## What to produce
Retype exactly the lines from the line with "Would you mind tagging the engine" to the end of the data, keeping both boundary lines.

--- start Task data ---

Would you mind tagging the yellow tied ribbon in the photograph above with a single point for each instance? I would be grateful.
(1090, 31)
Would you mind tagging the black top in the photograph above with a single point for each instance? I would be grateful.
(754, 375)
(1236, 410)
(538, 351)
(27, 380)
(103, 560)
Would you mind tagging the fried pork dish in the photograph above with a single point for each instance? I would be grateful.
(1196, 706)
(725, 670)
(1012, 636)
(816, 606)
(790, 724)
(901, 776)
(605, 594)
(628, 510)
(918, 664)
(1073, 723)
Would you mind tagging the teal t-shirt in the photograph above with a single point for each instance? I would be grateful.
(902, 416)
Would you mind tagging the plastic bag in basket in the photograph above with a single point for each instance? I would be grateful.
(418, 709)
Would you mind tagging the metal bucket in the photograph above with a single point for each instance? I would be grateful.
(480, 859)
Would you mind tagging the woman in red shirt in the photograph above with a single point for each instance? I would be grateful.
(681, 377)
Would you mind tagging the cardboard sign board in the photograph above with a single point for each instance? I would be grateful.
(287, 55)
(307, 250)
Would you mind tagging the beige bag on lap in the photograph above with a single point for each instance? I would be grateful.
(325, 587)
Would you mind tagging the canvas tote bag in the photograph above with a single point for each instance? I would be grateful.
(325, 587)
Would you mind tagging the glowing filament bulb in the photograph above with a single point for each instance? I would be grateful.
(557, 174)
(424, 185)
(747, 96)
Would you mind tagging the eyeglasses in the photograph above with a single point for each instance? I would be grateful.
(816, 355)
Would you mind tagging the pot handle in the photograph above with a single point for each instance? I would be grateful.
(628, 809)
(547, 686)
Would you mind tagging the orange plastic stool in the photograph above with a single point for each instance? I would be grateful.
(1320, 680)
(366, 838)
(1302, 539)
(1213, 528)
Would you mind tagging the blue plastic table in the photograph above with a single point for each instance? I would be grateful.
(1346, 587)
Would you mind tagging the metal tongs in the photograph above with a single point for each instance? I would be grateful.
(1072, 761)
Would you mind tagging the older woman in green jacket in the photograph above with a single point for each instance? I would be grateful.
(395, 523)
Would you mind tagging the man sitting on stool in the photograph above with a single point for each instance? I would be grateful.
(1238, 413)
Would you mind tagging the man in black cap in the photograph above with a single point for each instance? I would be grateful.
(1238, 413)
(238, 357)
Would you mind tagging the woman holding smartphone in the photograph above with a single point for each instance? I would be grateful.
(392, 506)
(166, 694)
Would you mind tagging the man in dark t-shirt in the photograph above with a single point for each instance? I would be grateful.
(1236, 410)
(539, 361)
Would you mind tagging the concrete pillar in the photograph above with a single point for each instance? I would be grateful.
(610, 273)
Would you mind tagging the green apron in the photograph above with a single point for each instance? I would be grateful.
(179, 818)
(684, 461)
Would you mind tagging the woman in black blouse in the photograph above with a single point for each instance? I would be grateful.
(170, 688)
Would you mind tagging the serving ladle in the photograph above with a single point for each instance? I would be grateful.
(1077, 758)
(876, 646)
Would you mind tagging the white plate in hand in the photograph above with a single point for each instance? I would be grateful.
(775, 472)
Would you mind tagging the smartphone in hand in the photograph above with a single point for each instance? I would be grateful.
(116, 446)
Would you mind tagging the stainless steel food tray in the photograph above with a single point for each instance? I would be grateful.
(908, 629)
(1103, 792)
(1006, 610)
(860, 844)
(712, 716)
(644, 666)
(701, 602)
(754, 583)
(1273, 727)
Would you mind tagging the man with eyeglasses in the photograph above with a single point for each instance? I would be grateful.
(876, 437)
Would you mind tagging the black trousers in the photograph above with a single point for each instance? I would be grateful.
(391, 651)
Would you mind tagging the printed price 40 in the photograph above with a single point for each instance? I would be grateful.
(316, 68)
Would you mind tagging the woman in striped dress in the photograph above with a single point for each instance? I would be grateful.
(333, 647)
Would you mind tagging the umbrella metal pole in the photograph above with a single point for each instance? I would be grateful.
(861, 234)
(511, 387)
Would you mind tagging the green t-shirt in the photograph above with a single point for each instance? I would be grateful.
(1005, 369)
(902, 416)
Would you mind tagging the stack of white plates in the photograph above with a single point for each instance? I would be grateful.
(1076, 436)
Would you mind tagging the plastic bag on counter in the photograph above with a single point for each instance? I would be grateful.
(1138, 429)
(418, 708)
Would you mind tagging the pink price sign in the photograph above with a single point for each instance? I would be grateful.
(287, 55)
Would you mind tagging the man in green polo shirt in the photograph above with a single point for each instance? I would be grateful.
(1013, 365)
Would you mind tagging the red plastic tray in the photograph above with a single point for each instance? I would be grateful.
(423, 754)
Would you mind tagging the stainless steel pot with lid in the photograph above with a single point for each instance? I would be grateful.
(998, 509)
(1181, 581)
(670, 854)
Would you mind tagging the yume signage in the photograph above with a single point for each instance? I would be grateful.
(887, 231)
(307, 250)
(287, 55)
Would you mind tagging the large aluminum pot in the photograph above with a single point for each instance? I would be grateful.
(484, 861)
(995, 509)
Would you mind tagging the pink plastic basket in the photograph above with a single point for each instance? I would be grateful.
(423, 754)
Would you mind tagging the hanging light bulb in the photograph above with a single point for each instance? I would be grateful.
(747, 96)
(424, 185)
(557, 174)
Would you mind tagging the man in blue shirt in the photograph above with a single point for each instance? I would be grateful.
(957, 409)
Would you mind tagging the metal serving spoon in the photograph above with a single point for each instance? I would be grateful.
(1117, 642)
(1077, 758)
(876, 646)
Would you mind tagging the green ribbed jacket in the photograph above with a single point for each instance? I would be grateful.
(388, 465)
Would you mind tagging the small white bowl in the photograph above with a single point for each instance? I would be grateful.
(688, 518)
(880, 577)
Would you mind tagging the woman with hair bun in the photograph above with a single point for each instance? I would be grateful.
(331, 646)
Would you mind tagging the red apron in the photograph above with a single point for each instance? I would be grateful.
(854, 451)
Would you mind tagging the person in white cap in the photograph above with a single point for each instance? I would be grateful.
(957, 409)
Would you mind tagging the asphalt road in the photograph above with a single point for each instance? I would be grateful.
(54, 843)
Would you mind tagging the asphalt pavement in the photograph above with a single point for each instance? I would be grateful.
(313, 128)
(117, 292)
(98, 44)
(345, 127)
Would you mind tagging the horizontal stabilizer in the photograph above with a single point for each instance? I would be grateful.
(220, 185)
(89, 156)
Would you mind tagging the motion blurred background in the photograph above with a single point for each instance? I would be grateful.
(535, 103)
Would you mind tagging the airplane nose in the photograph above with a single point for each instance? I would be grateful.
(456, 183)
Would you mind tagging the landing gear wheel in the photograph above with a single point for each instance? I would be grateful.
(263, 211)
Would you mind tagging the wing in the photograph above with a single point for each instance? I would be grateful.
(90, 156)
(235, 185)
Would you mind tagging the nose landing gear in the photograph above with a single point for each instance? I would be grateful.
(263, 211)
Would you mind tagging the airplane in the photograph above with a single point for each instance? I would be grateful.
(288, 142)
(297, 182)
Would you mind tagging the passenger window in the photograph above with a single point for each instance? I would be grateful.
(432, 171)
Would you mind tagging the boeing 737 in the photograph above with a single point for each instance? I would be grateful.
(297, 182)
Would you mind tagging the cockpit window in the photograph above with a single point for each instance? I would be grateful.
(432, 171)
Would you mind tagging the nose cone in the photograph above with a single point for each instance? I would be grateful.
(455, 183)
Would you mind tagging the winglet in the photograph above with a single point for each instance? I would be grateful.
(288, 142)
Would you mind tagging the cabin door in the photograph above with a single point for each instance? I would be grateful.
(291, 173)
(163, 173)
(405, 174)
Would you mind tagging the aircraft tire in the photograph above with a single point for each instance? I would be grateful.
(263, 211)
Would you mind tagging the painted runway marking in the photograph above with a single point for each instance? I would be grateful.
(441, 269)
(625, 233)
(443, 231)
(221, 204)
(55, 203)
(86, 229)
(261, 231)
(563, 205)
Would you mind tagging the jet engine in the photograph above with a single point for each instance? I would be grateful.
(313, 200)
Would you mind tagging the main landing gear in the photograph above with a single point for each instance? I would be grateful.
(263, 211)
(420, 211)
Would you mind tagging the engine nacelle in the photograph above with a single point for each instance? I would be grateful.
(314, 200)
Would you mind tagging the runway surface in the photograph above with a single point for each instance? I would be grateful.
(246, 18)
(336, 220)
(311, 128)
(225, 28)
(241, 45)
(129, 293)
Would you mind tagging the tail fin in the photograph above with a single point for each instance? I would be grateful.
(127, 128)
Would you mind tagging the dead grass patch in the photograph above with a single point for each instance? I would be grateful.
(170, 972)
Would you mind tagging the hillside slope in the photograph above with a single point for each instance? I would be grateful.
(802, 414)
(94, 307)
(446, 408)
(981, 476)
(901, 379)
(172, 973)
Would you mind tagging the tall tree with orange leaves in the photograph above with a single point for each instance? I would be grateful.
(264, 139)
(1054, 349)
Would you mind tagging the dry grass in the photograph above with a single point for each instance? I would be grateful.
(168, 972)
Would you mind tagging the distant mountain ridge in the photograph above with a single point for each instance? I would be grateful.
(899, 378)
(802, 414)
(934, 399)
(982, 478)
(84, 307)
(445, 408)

--- end Task data ---

## Written solution
Would you mind tagging the engine nacelle in the photograph above with a single point for each instance? I would be grateful.
(314, 200)
Would you mind tagging the runway surface in the photograph above with a single point for each instance? I would be grateful.
(246, 18)
(336, 220)
(311, 128)
(225, 28)
(241, 45)
(129, 293)
Would you mind tagging the tail fin in the photograph above with a single point for each instance? I would be grateful.
(127, 128)
Would you mind tagging the dead grass patch in the photograph above with a single point for each instance? I would be grateful.
(170, 972)
Would you mind tagging the hillside slope in the photograph above with a single point for each instance? I would be grateful.
(802, 414)
(94, 307)
(446, 408)
(981, 476)
(901, 379)
(172, 973)
Would you mind tagging the tall tree with orange leaves in the photograph above with a single point for each instance? I would be grateful.
(264, 139)
(1054, 349)
Would you mind tagging the dry grass in the photograph above with a single point for each instance? I would be grateful.
(168, 972)
Would you mind tagging the distant mountain ridge in the photograph above with a single point for each instance? I would be grateful.
(899, 378)
(802, 414)
(934, 399)
(982, 478)
(84, 307)
(445, 408)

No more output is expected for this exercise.